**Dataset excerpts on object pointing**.
· · · · ·

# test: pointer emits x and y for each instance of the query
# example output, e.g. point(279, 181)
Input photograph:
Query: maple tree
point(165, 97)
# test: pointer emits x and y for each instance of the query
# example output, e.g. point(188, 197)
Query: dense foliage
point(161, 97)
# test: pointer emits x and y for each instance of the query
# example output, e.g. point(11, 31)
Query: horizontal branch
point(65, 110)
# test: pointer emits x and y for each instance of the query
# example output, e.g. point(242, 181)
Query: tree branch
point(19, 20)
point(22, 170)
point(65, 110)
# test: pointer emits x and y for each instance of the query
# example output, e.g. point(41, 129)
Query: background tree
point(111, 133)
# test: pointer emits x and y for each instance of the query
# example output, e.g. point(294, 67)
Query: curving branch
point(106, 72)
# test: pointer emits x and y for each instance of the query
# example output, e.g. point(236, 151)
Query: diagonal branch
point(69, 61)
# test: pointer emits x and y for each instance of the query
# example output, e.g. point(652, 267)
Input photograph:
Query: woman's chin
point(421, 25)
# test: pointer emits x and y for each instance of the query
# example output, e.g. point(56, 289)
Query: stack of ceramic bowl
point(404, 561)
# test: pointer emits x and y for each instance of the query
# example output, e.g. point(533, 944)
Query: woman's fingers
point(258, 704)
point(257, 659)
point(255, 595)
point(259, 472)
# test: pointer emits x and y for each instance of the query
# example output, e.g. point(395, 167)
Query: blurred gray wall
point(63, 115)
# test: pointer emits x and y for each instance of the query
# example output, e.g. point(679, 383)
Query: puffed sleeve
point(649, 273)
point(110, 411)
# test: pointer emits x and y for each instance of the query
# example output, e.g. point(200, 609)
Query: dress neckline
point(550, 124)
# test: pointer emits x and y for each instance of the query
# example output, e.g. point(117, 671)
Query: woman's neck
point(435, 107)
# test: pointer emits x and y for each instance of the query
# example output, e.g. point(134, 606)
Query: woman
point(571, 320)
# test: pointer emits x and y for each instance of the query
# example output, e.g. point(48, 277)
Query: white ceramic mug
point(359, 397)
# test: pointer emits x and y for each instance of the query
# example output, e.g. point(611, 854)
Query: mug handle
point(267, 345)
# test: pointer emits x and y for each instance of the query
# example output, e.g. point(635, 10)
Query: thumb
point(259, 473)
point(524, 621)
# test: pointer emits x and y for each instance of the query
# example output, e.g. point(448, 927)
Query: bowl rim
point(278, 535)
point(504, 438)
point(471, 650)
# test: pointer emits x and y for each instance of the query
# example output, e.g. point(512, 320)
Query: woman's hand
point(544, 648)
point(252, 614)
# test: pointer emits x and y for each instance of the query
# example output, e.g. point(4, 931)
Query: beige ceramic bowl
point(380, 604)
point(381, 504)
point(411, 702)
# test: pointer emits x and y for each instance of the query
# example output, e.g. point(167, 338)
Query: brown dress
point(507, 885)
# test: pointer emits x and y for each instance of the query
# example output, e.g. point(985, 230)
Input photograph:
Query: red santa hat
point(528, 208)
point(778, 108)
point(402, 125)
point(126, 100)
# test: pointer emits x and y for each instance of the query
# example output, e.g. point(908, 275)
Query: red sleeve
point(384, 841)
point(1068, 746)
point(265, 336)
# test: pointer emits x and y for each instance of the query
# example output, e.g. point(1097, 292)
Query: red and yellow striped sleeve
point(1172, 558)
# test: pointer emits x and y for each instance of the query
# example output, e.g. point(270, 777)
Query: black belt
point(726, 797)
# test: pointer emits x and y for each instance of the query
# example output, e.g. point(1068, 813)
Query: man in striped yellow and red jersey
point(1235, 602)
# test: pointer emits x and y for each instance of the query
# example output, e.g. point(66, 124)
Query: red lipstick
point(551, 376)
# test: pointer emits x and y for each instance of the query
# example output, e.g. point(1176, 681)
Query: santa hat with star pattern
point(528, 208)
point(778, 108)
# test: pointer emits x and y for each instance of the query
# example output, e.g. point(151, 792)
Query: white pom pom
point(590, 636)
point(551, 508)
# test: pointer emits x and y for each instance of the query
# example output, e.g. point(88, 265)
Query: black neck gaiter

· · · · ·

**Aim of the exercise**. Switch "pointer" to "locator" in the items, starting at the beginning and ending at the line containing "point(421, 25)". Write out those lines again with nothing else altered.

**Written answer**.
# test: locator emits x and y for each instance of the query
# example output, e.g. point(279, 181)
Input photograph:
Query: maple tree
point(165, 97)
# test: locator emits x and y for each instance of the query
# example output, e.g. point(188, 197)
Query: dense foliage
point(161, 97)
# test: locator emits x and y for each instance of the query
# example output, e.g. point(11, 31)
Query: horizontal branch
point(65, 110)
# test: locator emits x and y for each instance of the query
# example output, e.g. point(242, 181)
Query: tree branch
point(19, 20)
point(22, 170)
point(65, 110)
# test: locator emits x and y for each instance of the query
# example output, e.g. point(41, 129)
Query: background tree
point(111, 133)
# test: locator emits x and y for each instance of the query
# example output, e.g. point(294, 67)
Query: curving branch
point(106, 72)
# test: locator emits x and y for each instance of the query
# example output, e.g. point(236, 151)
Query: diagonal branch
point(69, 61)
# test: locator emits x and y for each instance of the query
# example output, e.g. point(652, 267)
Input photograph:
Query: woman's chin
point(421, 25)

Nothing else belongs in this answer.